___ Exercise materials ___

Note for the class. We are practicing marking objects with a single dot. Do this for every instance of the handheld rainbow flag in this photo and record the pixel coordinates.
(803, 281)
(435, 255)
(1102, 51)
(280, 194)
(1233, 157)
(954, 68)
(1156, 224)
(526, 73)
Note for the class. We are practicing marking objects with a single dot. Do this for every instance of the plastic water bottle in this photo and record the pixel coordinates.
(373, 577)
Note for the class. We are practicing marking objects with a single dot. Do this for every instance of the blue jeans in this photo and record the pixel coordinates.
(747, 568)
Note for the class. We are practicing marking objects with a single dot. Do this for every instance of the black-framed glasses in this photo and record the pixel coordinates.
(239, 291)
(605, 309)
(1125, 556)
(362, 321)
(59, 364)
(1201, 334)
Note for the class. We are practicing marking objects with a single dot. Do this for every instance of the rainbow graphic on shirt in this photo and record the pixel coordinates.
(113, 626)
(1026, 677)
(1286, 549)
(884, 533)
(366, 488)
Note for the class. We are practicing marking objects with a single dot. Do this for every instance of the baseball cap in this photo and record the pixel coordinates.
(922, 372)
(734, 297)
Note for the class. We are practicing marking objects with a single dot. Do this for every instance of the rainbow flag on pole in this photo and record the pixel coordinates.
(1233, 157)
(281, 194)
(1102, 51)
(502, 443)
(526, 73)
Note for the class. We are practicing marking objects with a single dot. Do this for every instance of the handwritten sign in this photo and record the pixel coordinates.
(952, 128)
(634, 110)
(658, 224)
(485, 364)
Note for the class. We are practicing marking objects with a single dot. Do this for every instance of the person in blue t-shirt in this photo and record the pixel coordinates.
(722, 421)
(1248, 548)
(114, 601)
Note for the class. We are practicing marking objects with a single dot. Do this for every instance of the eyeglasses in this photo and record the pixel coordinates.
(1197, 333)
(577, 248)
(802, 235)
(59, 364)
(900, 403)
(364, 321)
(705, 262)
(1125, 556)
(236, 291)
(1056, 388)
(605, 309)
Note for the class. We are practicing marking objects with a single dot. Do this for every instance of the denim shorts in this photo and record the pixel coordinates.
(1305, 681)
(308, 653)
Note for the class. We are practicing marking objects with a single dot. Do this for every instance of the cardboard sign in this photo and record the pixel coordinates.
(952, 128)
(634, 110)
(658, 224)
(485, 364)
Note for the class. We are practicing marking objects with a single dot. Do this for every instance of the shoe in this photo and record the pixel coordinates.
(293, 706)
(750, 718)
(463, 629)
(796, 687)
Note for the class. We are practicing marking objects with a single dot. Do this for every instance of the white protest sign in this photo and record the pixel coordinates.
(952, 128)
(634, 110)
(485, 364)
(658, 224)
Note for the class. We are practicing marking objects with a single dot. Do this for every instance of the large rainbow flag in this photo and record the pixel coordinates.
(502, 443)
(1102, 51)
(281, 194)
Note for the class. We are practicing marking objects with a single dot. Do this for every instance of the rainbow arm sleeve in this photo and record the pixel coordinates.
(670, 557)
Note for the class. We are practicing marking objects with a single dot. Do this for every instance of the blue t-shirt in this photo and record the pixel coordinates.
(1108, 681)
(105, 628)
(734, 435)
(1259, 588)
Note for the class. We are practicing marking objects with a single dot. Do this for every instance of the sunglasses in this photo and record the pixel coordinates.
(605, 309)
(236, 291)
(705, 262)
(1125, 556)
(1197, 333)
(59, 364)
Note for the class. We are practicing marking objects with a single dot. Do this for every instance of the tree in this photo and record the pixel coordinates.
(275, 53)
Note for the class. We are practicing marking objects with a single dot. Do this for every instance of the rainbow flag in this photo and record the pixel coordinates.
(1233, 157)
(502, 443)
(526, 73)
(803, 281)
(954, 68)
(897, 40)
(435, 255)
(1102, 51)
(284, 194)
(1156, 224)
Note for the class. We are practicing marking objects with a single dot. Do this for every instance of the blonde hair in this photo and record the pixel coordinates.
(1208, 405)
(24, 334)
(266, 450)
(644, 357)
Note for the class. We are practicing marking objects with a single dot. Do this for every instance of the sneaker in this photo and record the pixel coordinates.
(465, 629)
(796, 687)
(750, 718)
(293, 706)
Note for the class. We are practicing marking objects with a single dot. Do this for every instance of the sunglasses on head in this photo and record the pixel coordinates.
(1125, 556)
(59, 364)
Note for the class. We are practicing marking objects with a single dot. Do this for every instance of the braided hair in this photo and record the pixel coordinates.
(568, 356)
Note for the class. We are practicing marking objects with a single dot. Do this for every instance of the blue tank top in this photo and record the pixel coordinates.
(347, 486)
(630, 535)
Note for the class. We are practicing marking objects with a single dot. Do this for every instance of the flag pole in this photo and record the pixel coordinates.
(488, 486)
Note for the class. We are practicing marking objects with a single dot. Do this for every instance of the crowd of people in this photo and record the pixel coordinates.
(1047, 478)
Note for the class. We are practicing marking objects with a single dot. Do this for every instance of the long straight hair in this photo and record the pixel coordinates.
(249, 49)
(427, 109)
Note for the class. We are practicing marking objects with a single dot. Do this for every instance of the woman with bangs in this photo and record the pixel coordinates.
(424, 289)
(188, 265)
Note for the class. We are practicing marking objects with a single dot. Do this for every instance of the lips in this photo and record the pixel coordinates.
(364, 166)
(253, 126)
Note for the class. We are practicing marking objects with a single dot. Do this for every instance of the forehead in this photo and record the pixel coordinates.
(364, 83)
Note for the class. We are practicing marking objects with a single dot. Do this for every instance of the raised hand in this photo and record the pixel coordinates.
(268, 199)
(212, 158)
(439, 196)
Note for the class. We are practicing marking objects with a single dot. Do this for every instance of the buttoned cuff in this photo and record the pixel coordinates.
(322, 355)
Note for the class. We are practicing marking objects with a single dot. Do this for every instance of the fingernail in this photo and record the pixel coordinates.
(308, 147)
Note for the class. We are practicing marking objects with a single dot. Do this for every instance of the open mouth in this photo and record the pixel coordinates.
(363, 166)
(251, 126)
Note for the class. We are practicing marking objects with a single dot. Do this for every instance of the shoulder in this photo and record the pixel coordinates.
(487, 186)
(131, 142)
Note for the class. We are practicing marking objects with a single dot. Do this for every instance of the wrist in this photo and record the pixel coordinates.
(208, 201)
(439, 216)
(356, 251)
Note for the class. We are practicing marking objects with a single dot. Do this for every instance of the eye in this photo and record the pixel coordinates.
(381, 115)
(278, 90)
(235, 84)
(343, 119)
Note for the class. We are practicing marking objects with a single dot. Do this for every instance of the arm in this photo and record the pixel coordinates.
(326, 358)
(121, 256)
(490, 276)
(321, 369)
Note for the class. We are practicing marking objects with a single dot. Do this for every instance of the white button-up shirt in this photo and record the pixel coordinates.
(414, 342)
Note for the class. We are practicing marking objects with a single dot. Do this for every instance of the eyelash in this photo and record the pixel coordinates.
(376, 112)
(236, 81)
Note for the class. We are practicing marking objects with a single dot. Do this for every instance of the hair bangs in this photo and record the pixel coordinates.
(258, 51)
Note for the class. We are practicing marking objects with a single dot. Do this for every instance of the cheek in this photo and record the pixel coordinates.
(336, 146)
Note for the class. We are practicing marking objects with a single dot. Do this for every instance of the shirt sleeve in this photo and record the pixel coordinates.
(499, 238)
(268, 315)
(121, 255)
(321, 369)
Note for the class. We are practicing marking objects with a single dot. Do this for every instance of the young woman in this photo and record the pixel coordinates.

___

**Work order:** Each line of the data must be returned exactly.

**Answer box:**
Note for the class. We are practicing marking objects with a single dot. Do this for every instance of the handheld rainbow flag in this photo and record the pixel coordinates.
(803, 281)
(435, 255)
(1102, 51)
(280, 194)
(1233, 157)
(954, 68)
(1156, 224)
(526, 73)
Note for the class. We are practicing marking objects with a single dot. Do this for every instance of the plastic water bottle in this photo and record the pixel coordinates.
(373, 577)
Note for the class. We are practicing marking objects with a single dot. Do this for every instance of the blue jeans in this photo and record the pixel coordinates.
(747, 568)
Note for the class. We are practicing marking objects with a single dot. Do this for every instance of the black-framed glasses in this photo and record the pixel coordinates.
(239, 291)
(605, 309)
(1125, 556)
(362, 321)
(59, 364)
(1201, 334)
Note for the class. We are practicing marking objects with a single dot. Do this for every instance of the rainbow graphic on shirt in this photo and record the pixel coordinates.
(113, 626)
(1026, 677)
(1286, 549)
(884, 533)
(366, 488)
Note for the class. We are practicing marking objects with a single dot. Do this for every instance of the baseball cap in this photo and record the pixel coordinates.
(922, 372)
(734, 297)
Note for the class. We are practicing marking objects with a single dot. Do this for every instance of the rainbow flag on pole in this photo and record the pixel coordinates.
(1233, 157)
(281, 194)
(1102, 51)
(502, 443)
(526, 73)
Note for the class. We are practicing marking objects with a single dot. Do this for every instance of the handwritten sign in this photo and record the pixel coordinates.
(952, 128)
(634, 110)
(658, 224)
(485, 364)
Note for the class. We are practicing marking objects with a single dot. Do this for every instance of the person in blue t-shirt in this photo and record the pixel coordinates.
(722, 421)
(1248, 548)
(114, 601)
Note for the class. We are practicing marking objects with a single dot. Do this for every instance of the eyeglasses in this photo and record the pixel coordinates.
(1197, 333)
(577, 248)
(802, 235)
(59, 364)
(900, 403)
(364, 321)
(705, 262)
(1125, 556)
(236, 291)
(1056, 388)
(605, 309)
Note for the class. We are practicing marking objects with a single dot. Do this for every instance of the denim shorts in this photo and record the pixel coordinates.
(1305, 681)
(308, 653)
Note for the class. We are practicing marking objects with a single dot. Do this for every instance of the cardboard sign in this photo and record the pixel coordinates.
(952, 128)
(634, 110)
(658, 224)
(485, 364)
Note for the class. We are practicing marking objects with a single dot. Do this for every instance of the shoe in this photo and record the pixel coordinates.
(293, 706)
(750, 718)
(463, 629)
(796, 687)
Note for the class. We are practicing marking objects with a single dot. Do this for every instance of the white protest sign in this photo and record the pixel coordinates.
(952, 128)
(634, 110)
(485, 364)
(658, 224)
Note for the class. We are practicing marking objects with a single dot. Do this for every instance of the large rainbow flag in this photo and record the pixel coordinates.
(502, 443)
(1102, 51)
(281, 194)
Note for the class. We are practicing marking objects with a single dot. Do this for every instance of the rainbow arm sleeve in this photo and record the pixel coordinates.
(670, 557)
Note for the class. We are practicing marking objects with a single dot. Do this for every instance of the blue t-shirt in this photo and record the pixel coordinates.
(1108, 681)
(105, 628)
(734, 435)
(1259, 588)
Note for the class. We are practicing marking objects with a single dot. Do this for every instance of the sunglasses in this photo and record the pixel coordinates.
(605, 309)
(236, 291)
(705, 262)
(1125, 556)
(1197, 333)
(59, 364)
Note for the class. We are practicing marking objects with a single dot. Do this for every instance of the tree in this photo and record the pixel coordinates.
(275, 53)
Note for the class. We are practicing marking objects with a single dot. Do this for every instance of the rainbow flag in this photo and record the pixel coordinates.
(1233, 157)
(502, 443)
(526, 73)
(803, 281)
(954, 68)
(897, 40)
(435, 255)
(1102, 51)
(284, 194)
(1156, 224)
Note for the class. We are practicing marking objects with a single dot. Do this for every instance of the blonde hair in this photo and record the pixel coordinates.
(1208, 405)
(24, 334)
(266, 450)
(644, 357)
Note for the class. We are practicing marking objects with a single dot. Do this for every instance of the sneaker in this photo and record the pixel coordinates.
(465, 629)
(796, 687)
(750, 718)
(293, 706)
Note for the class. We are practicing marking objects with a single dot. Do this for every instance of the sunglasses on head in this photo and record the pixel coordinates.
(1125, 556)
(59, 364)
Note for the class. We are practicing marking objects with a single dot. Do this for every instance of the braided hair in this photo and record the pixel coordinates.
(568, 356)
Note for the class. We are practicing marking objects with a single dot. Do this for every instance of the blue tank top in this photo and record the pixel coordinates.
(347, 486)
(630, 535)
Note for the class. We are practicing marking objects with a single dot. Do this for every instance of the flag pole in this photo and record the pixel coordinates.
(488, 486)
Note for the class. We are practicing marking objects with a single dot. Do this for every instance of the crowd of people in this photo and record the pixel coordinates.
(1047, 478)
Note for the class. We are practicing marking objects with a single dot. Do this for every instance of the long straight hair in this photo and record the pixel coordinates.
(249, 49)
(427, 109)
Note for the class. We are practicing marking objects with a single dot. Do this for every instance of the woman with bangs in this photo and record the pixel coordinates.
(424, 289)
(188, 265)
Note for the class. We are practicing marking objects with a single dot. Do this for every instance of the lips in this photo and record the pixel coordinates.
(364, 166)
(253, 126)
Note for the class. We are practicing marking objects with a single dot. Do this for every instance of the forehead in this photo and record the pixel coordinates.
(364, 83)
Note for the class. We are practicing marking objects with a single dot. Do this for every instance of the raised hand in this photo and record the pixel coordinates.
(268, 199)
(212, 158)
(439, 196)
Note for the class. We are practicing marking objects with a single dot. Do this for every instance of the buttoned cuff in this photo and record the pixel coordinates.
(322, 355)
Note for the class. We are practicing marking objects with a single dot. Do this for every instance of the fingernail in this photo and record the pixel coordinates.
(308, 147)
Note for the class. We are practicing marking objects with a single dot. Do this for every instance of the open mouth in this photo and record the pixel coordinates.
(363, 166)
(251, 126)
Note for the class. We are practicing marking objects with a single dot. Do this for every instance of the shoulder in this photo and record the pixel coordinates.
(487, 186)
(131, 142)
Note for the class. We are practicing marking objects with a single dot. Do this for every instance of the wrist in this photo and record the pixel coordinates.
(208, 201)
(439, 216)
(356, 251)
Note for the class. We are practicing marking objects with a single dot. Do this for every instance of the eye in this photo and record the pixel coordinates.
(381, 115)
(278, 90)
(235, 84)
(343, 119)
Note for the class. We are practicing marking objects with a single dot. Do this for every instance of the arm in this photo and record the pixel coordinates.
(326, 358)
(121, 256)
(490, 276)
(321, 369)
Note for the class. We are practicing marking objects with a single dot. Do this for every instance of the white button-up shirt in this photo and record the pixel coordinates.
(414, 342)
Note for the class. We are practicing marking objects with a single dot. Do this for every instance of the eyelash in this photo and record the pixel coordinates.
(376, 112)
(236, 81)
Note for the class. We are practicing marking objects with a single dot. Do this for every instance of the hair bangs in this photo and record the pixel coordinates.
(258, 51)
Note for the class. We are practicing marking objects with a single dot. Do this for every instance of the cheek in this photo and record the pixel coordinates.
(336, 146)
Note for the class. We are practicing marking objects with a single dot. Do this for every instance of the shirt sleeve in this photo and record the pixel coordinates.
(499, 238)
(268, 315)
(121, 255)
(321, 369)
Note for the class. We are practicing marking objects with a single dot. Do this for every instance of the young woman in this photo and record the pixel coordinates.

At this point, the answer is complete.